## [What to produce]
Every line of the material needs an exact copy, apart from the images.

## [Dataset records]

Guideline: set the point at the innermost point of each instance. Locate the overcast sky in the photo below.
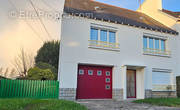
(173, 5)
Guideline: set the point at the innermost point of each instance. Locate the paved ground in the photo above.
(119, 105)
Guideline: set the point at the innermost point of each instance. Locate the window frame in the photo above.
(156, 50)
(107, 42)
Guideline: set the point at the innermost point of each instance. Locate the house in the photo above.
(109, 52)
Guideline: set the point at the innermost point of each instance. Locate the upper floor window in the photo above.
(155, 46)
(94, 34)
(103, 38)
(103, 35)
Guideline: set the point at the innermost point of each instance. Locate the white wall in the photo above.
(74, 50)
(27, 33)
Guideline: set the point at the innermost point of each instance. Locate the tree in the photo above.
(40, 74)
(23, 62)
(49, 53)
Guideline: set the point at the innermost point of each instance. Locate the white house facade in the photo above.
(107, 52)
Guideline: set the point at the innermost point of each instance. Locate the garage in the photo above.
(94, 82)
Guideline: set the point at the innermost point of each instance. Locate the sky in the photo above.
(173, 5)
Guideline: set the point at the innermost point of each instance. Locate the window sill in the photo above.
(104, 48)
(163, 88)
(154, 52)
(103, 45)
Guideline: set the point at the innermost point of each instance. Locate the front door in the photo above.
(131, 84)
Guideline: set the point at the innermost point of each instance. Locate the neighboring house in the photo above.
(109, 52)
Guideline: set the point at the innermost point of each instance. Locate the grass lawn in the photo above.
(171, 102)
(38, 104)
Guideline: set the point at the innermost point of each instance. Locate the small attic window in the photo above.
(141, 18)
(96, 7)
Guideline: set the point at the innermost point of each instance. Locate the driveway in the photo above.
(119, 105)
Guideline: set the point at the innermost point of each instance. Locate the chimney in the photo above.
(159, 4)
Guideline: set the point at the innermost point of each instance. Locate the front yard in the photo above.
(37, 104)
(170, 102)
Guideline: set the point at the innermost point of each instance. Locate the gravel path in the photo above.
(120, 105)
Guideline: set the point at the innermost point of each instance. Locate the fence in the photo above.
(178, 85)
(28, 89)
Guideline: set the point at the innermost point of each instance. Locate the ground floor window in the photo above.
(162, 81)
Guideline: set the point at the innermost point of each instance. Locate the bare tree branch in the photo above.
(23, 62)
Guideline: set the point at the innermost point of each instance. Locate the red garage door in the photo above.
(94, 82)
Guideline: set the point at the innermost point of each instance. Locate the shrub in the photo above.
(40, 74)
(43, 65)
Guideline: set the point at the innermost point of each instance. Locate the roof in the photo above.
(100, 11)
(174, 14)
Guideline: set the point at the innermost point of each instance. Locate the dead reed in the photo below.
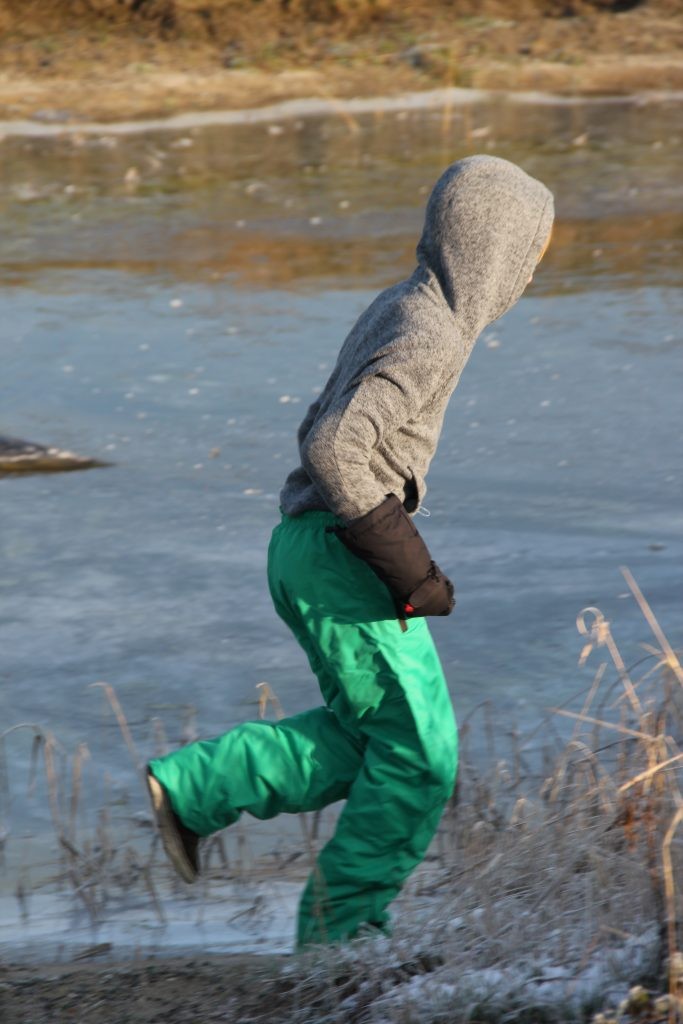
(554, 886)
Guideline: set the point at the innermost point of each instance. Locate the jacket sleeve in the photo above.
(337, 450)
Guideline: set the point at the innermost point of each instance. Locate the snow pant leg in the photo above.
(387, 687)
(301, 763)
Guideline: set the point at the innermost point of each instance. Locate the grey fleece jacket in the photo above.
(375, 427)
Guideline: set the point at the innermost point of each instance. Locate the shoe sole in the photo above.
(170, 838)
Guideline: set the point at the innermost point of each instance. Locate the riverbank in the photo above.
(545, 898)
(58, 68)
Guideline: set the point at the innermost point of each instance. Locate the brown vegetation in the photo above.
(550, 890)
(109, 58)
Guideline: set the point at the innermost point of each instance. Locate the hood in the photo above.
(485, 225)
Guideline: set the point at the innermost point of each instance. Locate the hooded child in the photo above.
(351, 577)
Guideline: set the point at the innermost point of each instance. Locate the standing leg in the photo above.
(387, 687)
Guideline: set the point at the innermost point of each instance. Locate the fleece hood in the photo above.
(374, 428)
(485, 225)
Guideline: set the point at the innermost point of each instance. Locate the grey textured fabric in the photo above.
(375, 427)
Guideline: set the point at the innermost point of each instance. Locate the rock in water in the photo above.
(25, 457)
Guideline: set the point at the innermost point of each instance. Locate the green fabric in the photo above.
(386, 739)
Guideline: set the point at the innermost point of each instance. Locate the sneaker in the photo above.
(180, 844)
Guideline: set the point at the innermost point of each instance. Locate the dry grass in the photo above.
(555, 883)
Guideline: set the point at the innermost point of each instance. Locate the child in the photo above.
(351, 577)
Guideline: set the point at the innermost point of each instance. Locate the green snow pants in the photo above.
(385, 739)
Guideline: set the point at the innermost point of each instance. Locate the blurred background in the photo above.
(172, 299)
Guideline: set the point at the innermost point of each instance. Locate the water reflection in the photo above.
(171, 302)
(305, 202)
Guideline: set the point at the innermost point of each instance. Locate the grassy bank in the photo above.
(118, 58)
(552, 889)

## [Response to the task]
Guideline: set the point at the innermost point of each instance. Locate the overcast sky in the photo below.
(173, 5)
Guideline: set the point at the innermost point of each instance. Locate the paved ground in the photo above.
(119, 105)
Guideline: set the point at the innermost point of each instance. Locate the window frame in the photo above.
(156, 50)
(107, 42)
Guideline: set the point at the innermost point of each instance. Locate the house in the photo above.
(109, 52)
Guideline: set the point at the innermost point of each instance. Locate the upper floor window in the photo above.
(155, 46)
(94, 34)
(103, 38)
(103, 35)
Guideline: set the point at the innermost point of each instance. Locate the white wall in the photo above.
(74, 50)
(27, 33)
Guideline: set the point at the innermost point of each instance. Locate the tree in the photo above.
(40, 74)
(23, 62)
(49, 53)
Guideline: set the point at the innermost point of each instance. Locate the white house facade in the photo above.
(107, 52)
Guideline: set the point at the innermost point of each instance. Locate the garage in the photo above.
(94, 82)
Guideline: set the point at the innermost point of each instance. Locate the sky in the photo above.
(173, 5)
Guideline: set the point at the innermost point of each instance. Locate the window sill in the photo above.
(104, 48)
(163, 88)
(154, 52)
(103, 45)
Guideline: set the point at the innermost point of each instance. Locate the front door in the photo above.
(131, 84)
Guideline: set the point at the innermost point of each instance. Locate the neighboring house in the photo above.
(109, 52)
Guideline: set the point at the innermost point of each instance. Locate the grass lawn in the photo above.
(171, 102)
(38, 104)
Guideline: set the point at the innermost point of each instance. Locate the small attic window in the photo above.
(141, 18)
(96, 7)
Guideline: set the point at the innermost point of each instance. Locate the driveway in the photo above.
(119, 105)
Guideline: set the point at the innermost point of each instance. Locate the chimney in the photo above.
(159, 4)
Guideline: set the point at the innermost point of each instance. Locate the front yard in the photo above.
(37, 104)
(170, 102)
Guideline: set the point at the innermost point of each instance. Locate the gravel path in the photo above.
(120, 105)
Guideline: set the point at the innermost point of each instance. Locate the fence in the photo above.
(178, 85)
(28, 89)
Guideline: set the point at the innermost point of each instance. Locate the ground floor window in the photo above.
(162, 81)
Guideline: set the point at the innermost point of each instance. Locate the bare tree branch in the photo above.
(23, 62)
Guideline: set the point at the innermost point of each instance. Locate the red garage door in the photo above.
(94, 82)
Guideline: set the point at the innermost point of each instance. Locate the shrub in the photo above.
(40, 74)
(43, 65)
Guideline: set the point at the innermost point of each instance. Locate the roof in the photo above.
(100, 11)
(174, 14)
Guideline: set the point at the innermost point of each instance. Locate the dead reed in the photo below.
(554, 886)
Guideline: set the point at the innermost point of each instance. Locate the jacket sleeve in the photo above.
(337, 450)
Guideline: set the point at the innermost point of each instance. Locate the snow pant leg in the photo above.
(387, 687)
(301, 763)
Guideline: set the point at the innermost point of each instance. Locate the grey fleece jacket in the photo above.
(375, 427)
Guideline: set the point at the innermost point of each instance. Locate the shoe sole in the photo above.
(170, 838)
Guideline: set the point at the innermost point of each instance. Locate the riverbank in the photo above.
(545, 898)
(58, 68)
Guideline: set the point at the innermost point of each instance. Locate the brown vegetation in the photo above.
(550, 890)
(109, 58)
Guideline: set the point at the innermost point of each instance. Locate the hood in the photo above.
(485, 225)
Guideline: set the point at the innermost point of each instance. Locate the hooded child in the photo above.
(351, 577)
Guideline: set the point at the innermost point of each instance. Locate the standing leg in the photo above.
(387, 687)
Guideline: set the point at the innermost point of each instance. Locate the fleece hood in the photo above.
(374, 428)
(485, 225)
Guideline: set the point at the innermost point of each instance. Locate the grey textured fabric in the photo above.
(375, 427)
Guideline: set the point at the innermost point of each instance. Locate the rock in water in the photo above.
(25, 457)
Guideline: set the point at the innermost point of each instance. Locate the green fabric in the photo above.
(386, 739)
Guideline: set the point at the innermost point of each instance. Locate the sneaker in the photo above.
(180, 844)
Guideline: set the point at the innermost point of each instance. Locate the dry grass in the photo above.
(555, 883)
Guideline: set the point at the innermost point of each instance. Locate the child in the photo above.
(351, 577)
Guideline: set the point at the innermost point of each instance. Locate the green snow pants in the photo above.
(385, 739)
Guideline: set the point at the innermost point of each instance. Locate the blurred background in the photo above.
(172, 299)
Guideline: set the point at the innermost point of each instance. Locate the water reflection in the photo above.
(171, 302)
(305, 202)
Guideline: set the point at the innermost point of each instance. Locate the grassy bank in the photo above.
(118, 58)
(552, 889)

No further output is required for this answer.